• _Exercise requirements_
- A) In the article on handling coworker conflicts, what does using "we" instead of "I" do to the situation?
- B) Carry on the article on handling coworker conflicts, picking up after its final sentence about Bucky and Marcy.

Heat it up: "Hey, lazy, get your butt in gear. This work isn't going to do itself!"
Cool it down: "We're really swamped right now. Can you help us?"
So what's the deal with the royal "we"? Don't worry, it's not pretentious. Camilo says using "we" instead of "I" turns the situation into a team problem that requires a team solution. You're not asking the person for help; the team needs her moving to help offer pets and clients the care they deserve (always remember that focus).
Also keep in mind this isn't about you. While you might feel personally affronted that another team member is slacking off while you're busting your hump, it could be that the employee is simply intimidated by your expertise or doesn't know how to do the work you're performing.
Or perhaps, Mullins says, she needs to be directed. Mullins empowers her senior team members to guide others, almost like a traffic cop directs cars. To extend the metaphor, if you think of the team member as a car that just needs a jumpstart (Now, picture a nice car rather than a scuzzy rust bucket), you can give her a gentle nudge. And she may even continue to propel herself once her gears are moving.
Finally, it's important to remember that other team members don't know what you need if you don't communicate with them. "If you need help, you need to ask for it," Mullins says. "And if you're able, you have to be willing to help. Just remember, if the other team member is doing something, they can say no, and you can't be offended."
Case 5: Cleanup on aisle 3
Bucky the serial urinator has just soiled his cage again, but instead of cleaning it up, your colleague Marcy is telling you about it.

• _Information supplied_
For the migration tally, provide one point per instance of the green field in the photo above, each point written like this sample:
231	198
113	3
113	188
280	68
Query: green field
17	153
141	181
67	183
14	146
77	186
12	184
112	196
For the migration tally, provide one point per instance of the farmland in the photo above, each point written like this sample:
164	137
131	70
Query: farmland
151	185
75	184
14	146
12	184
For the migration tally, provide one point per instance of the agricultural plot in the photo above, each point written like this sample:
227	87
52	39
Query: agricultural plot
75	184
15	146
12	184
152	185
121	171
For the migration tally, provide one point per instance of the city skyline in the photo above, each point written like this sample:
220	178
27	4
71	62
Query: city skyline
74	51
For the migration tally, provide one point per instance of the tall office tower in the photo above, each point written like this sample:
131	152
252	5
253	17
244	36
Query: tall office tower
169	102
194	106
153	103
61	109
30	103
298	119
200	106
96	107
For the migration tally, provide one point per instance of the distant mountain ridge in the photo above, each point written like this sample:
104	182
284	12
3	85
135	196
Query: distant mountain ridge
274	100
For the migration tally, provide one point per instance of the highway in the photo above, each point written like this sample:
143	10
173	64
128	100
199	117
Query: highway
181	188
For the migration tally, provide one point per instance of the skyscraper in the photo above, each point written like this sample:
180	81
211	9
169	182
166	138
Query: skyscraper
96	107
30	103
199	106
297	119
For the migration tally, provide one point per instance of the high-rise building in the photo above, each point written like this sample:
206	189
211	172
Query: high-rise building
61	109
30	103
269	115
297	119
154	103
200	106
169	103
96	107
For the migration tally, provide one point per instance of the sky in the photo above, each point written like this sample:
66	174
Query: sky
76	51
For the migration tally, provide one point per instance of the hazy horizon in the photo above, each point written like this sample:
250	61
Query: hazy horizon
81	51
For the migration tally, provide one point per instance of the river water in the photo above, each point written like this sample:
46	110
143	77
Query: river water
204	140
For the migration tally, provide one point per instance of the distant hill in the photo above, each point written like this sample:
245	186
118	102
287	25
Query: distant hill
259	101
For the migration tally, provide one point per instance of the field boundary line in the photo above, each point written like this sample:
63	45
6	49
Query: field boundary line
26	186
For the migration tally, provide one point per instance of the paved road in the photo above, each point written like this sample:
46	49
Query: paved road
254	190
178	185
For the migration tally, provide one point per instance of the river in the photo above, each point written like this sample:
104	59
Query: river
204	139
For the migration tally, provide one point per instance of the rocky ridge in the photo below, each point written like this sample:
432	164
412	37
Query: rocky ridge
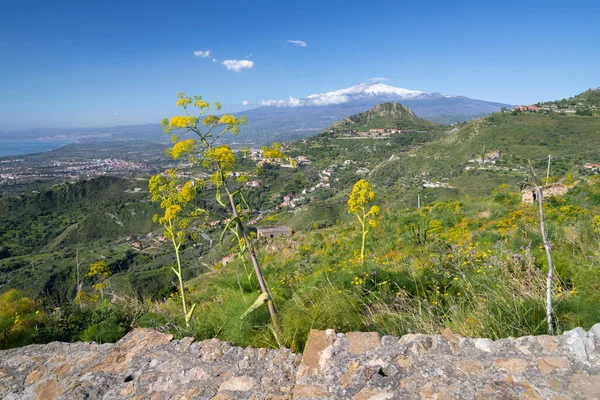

• _Answer list_
- A) It turns the situation into a team problem that requires a team solution.

- B)
Heat it up: "I'm obviously busy. And if it's so important, why don't you handle it?"
Cool it down: "Do you want me to give him a bath while you clean the cage?"
You'll enjoy a more congenial day if you try to enlist your co-worker's help. Just remember, depending on her role and her other responsibilities, Marcy may not be able to help you. Perhaps she was only in the back to pick up some dog food for an impatient client and noticed Bucky's wet state. In that case, you may need to simply thank Marcy and deal with the mess yourself.
If you and Marcy are both assigned to attend kennels, Gair says you could set up a schedule to handle these messes. Perhaps you can agree that you'll clean up cage messes from noon until 2 p.m. and Marcy will cover the cages from 2 to 4 p.m. Just make sure you're both willing to pitch in when an extra-busy day scrambles your schedules.
Case 6: The doubter
Your colleague seems more interested in checking up on your job than doing her own. In fact, the last time you checked a patient's vitals, you saw her go into the cage behind you to make sure you did it right.
Heat it up: "If I'm so bad at this, why don't you just do it yourself?"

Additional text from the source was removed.